Kletno - nie tylko "ziemniaki"

Autor: Andrzej Pełka <U238_at_wp.pl>
Data: Fri 15 Sep 2006 - 10:46:24 MET DST
Message-ID: <eedt6m$bso$1@mx1.internetia.pl>

- Odsłona pierwsza ("ziemniaczana").
Lato powoli zmierza ku końcowi. Kilka ciepło zapowiadajacych się
dni postanowiłem zużyć na pobyt w sprzyjających klimatach i znów
wylądowałem w Kletnie. :-) Tym razem miał to być wyjazd bardziej
turystyczny niż mineralny, ale oczywiście nie uniknąłem paru wizyt na
"ziemniaczanych" hałdach. Zawsze muszę stamtąd wytargać trochę
antozonitu - obdarowuję nim później wszystkich którym tylko on się
spodoba, dopychając ich szuflady z osobliwościami tego świata. :-)
Tak też było i tym razem. Po czaszce wciąż obijały mi się fragmenty
naszej tutaj dyskusji o Kletnie, o "ziemniakach", o innych, lepszych
stanowiskach... Hm... - gdzieś tam miałbym "użerać się z ochroną"?
A po cholerę mi to? Gdziekolwiek jestem na "ziemniaczanej" akcji,
zwykle działam tak, że nikt w najbliższej okolicy nie wie o mojej
obecności, bo samotność i święty spokój od towarzystwa doraźnie
zainteresowanych bardzo mi służą i nadzwyczajnie je sobie cenię.
I to ja miałbym się gdzieś, z kimś "użerać", naparzać skałę młotem
wszczynając wokół siebie hałas i zamieszanie? To pewnie byłby już
koniec moich "ziemniaczanych" fascynacji, więc póki co skrupulatnie
będę omijał wszystko, co mogłoby mnie narazić na takie sytuacje.
Nie, to nie lenistwo. Po prostu - ma być miło i przyjemnie. Nie tylko
po minerały (nawet te ziemniaczane) wypuszczam się w góry. Z tym
"ziemniactwem" też nie jest sprawa dla mnie całkiem prosta. Rację
ma Krzysztof Andrzejewski - byle "ziemniak" jednym kryształkiem
innym od przepełniającej go pozostałości może w brutalny sposób
obnażyć bezmiar mojej mineralogicznej niewiedzy. Gdyby wytrwale
chcieć tropić takie "ziemniaczane" osobliwości, zabawie nie będzie
końca. Czy nie o to chodzi? Chyba o to. Tak myślę. A jeżeli już się
nie uda dociec, co to tam tkwi pośród tej skrobi, bo i materiałów
do porównań brak, literatury, doświadczenia, to czy mam powód
do niepokoju? Ależ skąd! Cóż może być milszego nad obcowanie
z Tajemnicą? :-) I ja właśnie tak sobie mile z nią poobcuję, a gdzieś
tam daleko, wysokiej klasy kolekcjonerzy niech prowadzą swoją
walkę na mocne gardziele, tęgie młoty i duże pieniądze. Na pewno
nie będziemy sobie przeszkadzać. Na zakończenie ciut przydługiego
"ziemniaczanego" wątku ciekawostka prosto z hałdy. Postanowiłem
jeszcze raz obejrzeć miejsce gdzie odbyły się niedawne mistrzostwa.
+++
§ **Opis zadania**:
Przepisz dosłownie fragment wpisu o Kletnie od słów „Tak też było” do słów „je sobie cenię.” włącznie.

§ **Fragment zbioru danych**:
+++
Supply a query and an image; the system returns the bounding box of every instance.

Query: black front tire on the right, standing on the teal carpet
+++
§ **Wynik zadania**:
Tak też było i tym razem. Po czaszce wciąż obijały mi się fragmenty
naszej tutaj dyskusji o Kletnie, o "ziemniakach", o innych, lepszych
stanowiskach... Hm... - gdzieś tam miałbym "użerać się z ochroną"?
A po cholerę mi to? Gdziekolwiek jestem na "ziemniaczanej" akcji,
zwykle działam tak, że nikt w najbliższej okolicy nie wie o mojej
obecności, bo samotność i święty spokój od towarzystwa doraźnie
zainteresowanych bardzo mi służą i nadzwyczajnie je sobie cenię.